## Excerpted records
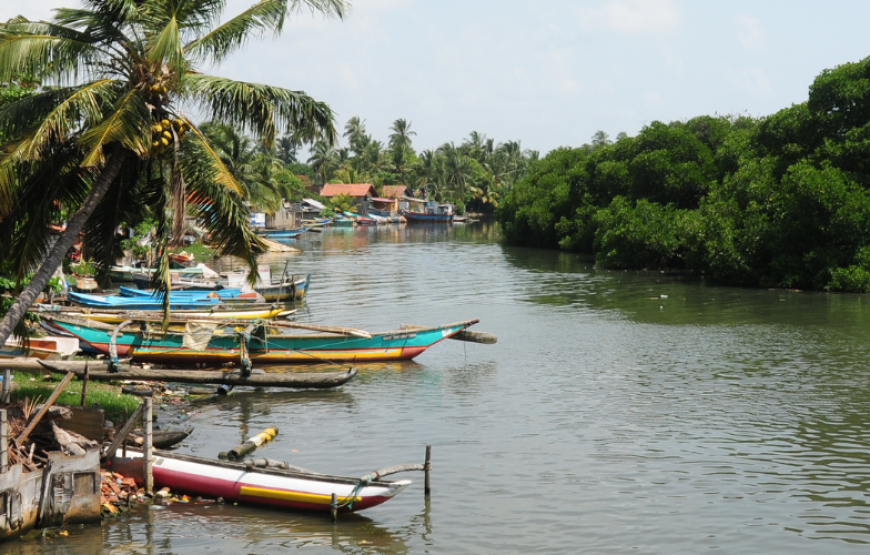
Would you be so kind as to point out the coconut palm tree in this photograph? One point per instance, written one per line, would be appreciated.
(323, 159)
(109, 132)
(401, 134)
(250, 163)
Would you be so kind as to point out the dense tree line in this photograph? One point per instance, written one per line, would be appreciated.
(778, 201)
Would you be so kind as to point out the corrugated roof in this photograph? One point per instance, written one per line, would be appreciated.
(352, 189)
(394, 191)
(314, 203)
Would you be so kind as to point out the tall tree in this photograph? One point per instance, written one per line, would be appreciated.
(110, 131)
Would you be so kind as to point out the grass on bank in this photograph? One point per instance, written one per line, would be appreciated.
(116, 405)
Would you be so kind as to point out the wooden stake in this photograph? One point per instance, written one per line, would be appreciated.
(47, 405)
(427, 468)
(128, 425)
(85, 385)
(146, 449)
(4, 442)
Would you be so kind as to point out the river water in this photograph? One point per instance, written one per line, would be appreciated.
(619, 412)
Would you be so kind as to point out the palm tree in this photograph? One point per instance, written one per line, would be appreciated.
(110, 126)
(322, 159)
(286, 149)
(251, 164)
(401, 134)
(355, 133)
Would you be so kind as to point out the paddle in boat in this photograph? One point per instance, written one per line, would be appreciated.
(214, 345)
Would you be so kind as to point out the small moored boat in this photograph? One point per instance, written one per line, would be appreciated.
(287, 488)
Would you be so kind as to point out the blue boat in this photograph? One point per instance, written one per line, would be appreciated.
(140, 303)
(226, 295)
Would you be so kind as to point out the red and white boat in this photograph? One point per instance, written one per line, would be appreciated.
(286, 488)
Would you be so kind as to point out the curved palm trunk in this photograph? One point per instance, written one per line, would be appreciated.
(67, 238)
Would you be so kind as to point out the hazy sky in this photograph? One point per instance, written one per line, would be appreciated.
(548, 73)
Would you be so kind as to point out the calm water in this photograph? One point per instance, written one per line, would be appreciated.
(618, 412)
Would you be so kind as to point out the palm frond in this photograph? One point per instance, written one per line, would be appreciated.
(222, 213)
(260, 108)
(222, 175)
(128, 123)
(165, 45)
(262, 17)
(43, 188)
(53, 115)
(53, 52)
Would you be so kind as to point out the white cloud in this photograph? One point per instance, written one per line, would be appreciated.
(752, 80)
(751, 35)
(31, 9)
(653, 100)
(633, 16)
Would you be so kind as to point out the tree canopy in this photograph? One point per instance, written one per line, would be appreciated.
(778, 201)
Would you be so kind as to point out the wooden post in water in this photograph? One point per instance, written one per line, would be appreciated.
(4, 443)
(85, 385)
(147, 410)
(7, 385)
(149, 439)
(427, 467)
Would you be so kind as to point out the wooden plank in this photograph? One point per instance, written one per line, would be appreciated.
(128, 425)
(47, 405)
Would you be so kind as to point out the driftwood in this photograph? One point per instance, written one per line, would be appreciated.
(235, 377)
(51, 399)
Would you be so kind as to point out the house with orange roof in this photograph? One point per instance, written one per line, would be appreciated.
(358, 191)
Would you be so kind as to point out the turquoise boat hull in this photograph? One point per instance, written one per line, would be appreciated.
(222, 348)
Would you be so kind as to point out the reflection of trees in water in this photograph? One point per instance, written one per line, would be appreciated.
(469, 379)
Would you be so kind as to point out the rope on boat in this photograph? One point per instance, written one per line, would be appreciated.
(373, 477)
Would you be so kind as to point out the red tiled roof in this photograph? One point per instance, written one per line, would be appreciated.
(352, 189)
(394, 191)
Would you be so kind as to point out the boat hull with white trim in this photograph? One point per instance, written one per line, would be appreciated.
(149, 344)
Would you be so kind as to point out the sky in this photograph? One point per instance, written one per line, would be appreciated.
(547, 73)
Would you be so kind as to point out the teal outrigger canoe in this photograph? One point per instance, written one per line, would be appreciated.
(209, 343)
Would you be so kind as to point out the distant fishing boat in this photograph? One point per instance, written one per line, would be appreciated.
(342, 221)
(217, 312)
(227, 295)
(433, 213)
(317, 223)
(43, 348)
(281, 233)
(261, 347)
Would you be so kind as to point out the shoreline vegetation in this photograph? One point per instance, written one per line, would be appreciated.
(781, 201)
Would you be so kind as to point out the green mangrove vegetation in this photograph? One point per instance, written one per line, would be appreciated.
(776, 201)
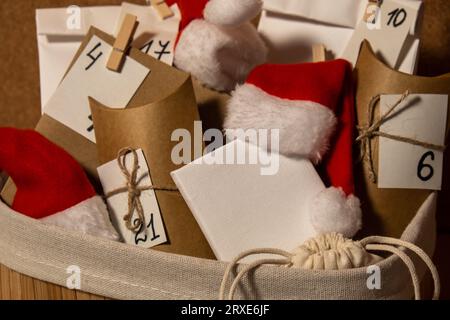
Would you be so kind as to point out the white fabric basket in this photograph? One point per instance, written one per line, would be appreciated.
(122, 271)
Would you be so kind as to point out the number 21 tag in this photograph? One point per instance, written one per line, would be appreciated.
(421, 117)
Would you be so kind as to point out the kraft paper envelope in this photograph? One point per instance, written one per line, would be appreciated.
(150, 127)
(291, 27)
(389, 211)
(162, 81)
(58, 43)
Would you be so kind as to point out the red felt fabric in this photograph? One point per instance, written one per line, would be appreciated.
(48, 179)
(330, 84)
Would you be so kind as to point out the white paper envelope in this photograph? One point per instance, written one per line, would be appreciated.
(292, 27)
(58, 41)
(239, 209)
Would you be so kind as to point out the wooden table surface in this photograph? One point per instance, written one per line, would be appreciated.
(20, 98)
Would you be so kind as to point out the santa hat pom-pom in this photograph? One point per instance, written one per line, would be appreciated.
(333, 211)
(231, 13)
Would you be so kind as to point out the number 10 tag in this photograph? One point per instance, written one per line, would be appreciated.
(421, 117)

## Aim
Leave the pictures out and reproduce all of the records exactly.

## Solution
Would you be so kind as to point out the coconut palm tree in this photograph? One point per instance, written one per line, would be appreciated.
(323, 159)
(109, 132)
(401, 134)
(250, 163)
Would you be so kind as to point out the dense tree line in this photograph? One point per instance, written one per line, would be appreciated.
(778, 201)
Would you be so kind as to point out the corrugated roof in this photograph? One point per instance, written one per line, would be appreciated.
(352, 189)
(394, 191)
(314, 203)
Would you be so kind as to point out the tall tree in this photograph? One point per instance, written one per line, would be appreciated.
(110, 131)
Would you be so kind as to point out the grass on bank in this photograph? One point per instance, written one per line, would be appreciated.
(116, 405)
Would you be so kind as to point out the wooden stake in this photograph? One point per instance, written one per line, would be appreciated.
(47, 405)
(427, 468)
(128, 425)
(85, 385)
(146, 449)
(4, 442)
Would you be so kind as to point out the river water in this photograph? One point per instance, written one per line, would be appreciated.
(619, 412)
Would you be so kind as to point out the palm tree in this photograph? One point per instance, written one per line, would be appreciated.
(110, 126)
(322, 159)
(286, 149)
(251, 164)
(401, 134)
(355, 133)
Would you be so kind as to point out the paddle in boat in this photograph? One point per instance, written one per line, would be appreciated.
(214, 345)
Would you be so kind as to point out the small moored boat in this photograph? One point per instance, written one per line, would be appreciated.
(287, 488)
Would you be so kind as to point out the blue boat in this photograph? One point per instance, written one per line, would be appreciated.
(140, 303)
(226, 295)
Would you be so kind as to point out the red and white boat in this photograph? One point per instance, written one per line, would be appreciated.
(286, 488)
Would you be so kind as to point out the curved palm trunk in this photograph? One point per instance, written one per line, would be appreciated.
(67, 238)
Would you be so kind as to point out the hazy sky in this photograph? One point per instance, written one per line, would be appreciated.
(548, 73)
Would you be so kind as to point out the calm water in this photograph? One point per instance, written one per line, would be appreciated.
(618, 412)
Would you be so kind as to point out the palm frond in this photograph? One point per instance, written one per line, would be appreciated.
(222, 213)
(260, 108)
(222, 175)
(128, 123)
(165, 45)
(262, 17)
(43, 188)
(53, 115)
(53, 52)
Would you be so kind as to point out the white cloud in this photograph? One point per instance, written one per line, would be appreciated.
(752, 80)
(751, 35)
(31, 9)
(653, 100)
(633, 16)
Would you be so kind as to point out the tree canopy in this photograph? One point per instance, written one per line, would be appreciated.
(778, 201)
Would you be so kind as to point out the wooden post in water in this photograph? One point per instance, written one per line, would be appreciated.
(4, 443)
(85, 385)
(147, 410)
(7, 385)
(149, 439)
(427, 467)
Would you be so kind as to point out the wooden plank in this photograph? One point per instance, written one per line, would be appreciated.
(128, 425)
(47, 405)
Would you be so kind as to point out the driftwood in this photograph? One point per instance, written one per line, would be appreciated.
(235, 377)
(51, 399)
Would you be so kind as to point out the house with orange roof in this photograph? One point per instance, written one per line, would be appreciated.
(358, 191)
Would you be so kind as to point out the turquoise boat hull in this photograph? One point per instance, written one per line, would be appreciated.
(222, 348)
Would you be so kind as to point out the reflection of trees in water in this photograph? One point per instance, written one per line, would be appreciated.
(469, 379)
Would you be so kind as to point out the rope on boat in this photograph? One point per instance, written one per line, would be appreciated.
(373, 477)
Would you be so kind as to point out the red tiled roof in this photograph? One point per instance, written one per line, would be appreciated.
(352, 189)
(394, 191)
Would you be so kind as to point out the boat hull with white trim in this photograph? One point per instance, written one per line, would be appreciated.
(149, 344)
Would you be so kind as to point out the sky in this photograph? One point per instance, written one per line, would be appreciated.
(547, 73)
Would you be so kind as to point out the teal outrigger canoe in this photograph? One point per instance, written one per line, would be appreciated.
(209, 343)
Would you be so kind as to point out the distant fishing boat in this photograph? One point per instance, written one per line, would be appreciated.
(342, 221)
(217, 312)
(227, 295)
(433, 213)
(317, 223)
(43, 348)
(281, 233)
(261, 347)
Would you be so kind as to point out the shoreline vegetation in this photograph? One point per instance, written one per line, would be appreciated.
(781, 201)
Would you be so kind as to point out the green mangrove vegetation in this photograph? One point per instance, written one per line, would be appreciated.
(776, 201)
Would you be so kind as to point out the white fabric basket in this photograph? One point per instance, written one per line, would be appreciated.
(122, 271)
Would you be so kind as to point out the number 21 tag in this photograph? One point per instance, written one per line, would be appreciated.
(421, 117)
Would you be so kind as to point out the kraft paper envelope in this photograph? One point per instance, written one per line, would be appreciated.
(150, 127)
(291, 27)
(389, 211)
(162, 81)
(58, 43)
Would you be so kind as to point out the red felt fabric in this photograph? One point per instance, written one per line, would be appreciated.
(48, 179)
(330, 84)
Would you be so kind as to point out the white paper envelope in this photograph? One point per instance, written one per line, would be appreciated.
(292, 27)
(58, 41)
(239, 209)
Would you be so kind as to point out the wooden table surface in this photograph? One point per instance, written one per line, would be appreciated.
(20, 98)
Would you be so kind as to point out the santa hat pom-pom in this photograph? One point per instance, written one per line, would be appreciated.
(333, 211)
(231, 13)
Would you be so kind as to point out the number 10 tag in this photograph? One point per instance, written one per line, would be appreciated.
(421, 117)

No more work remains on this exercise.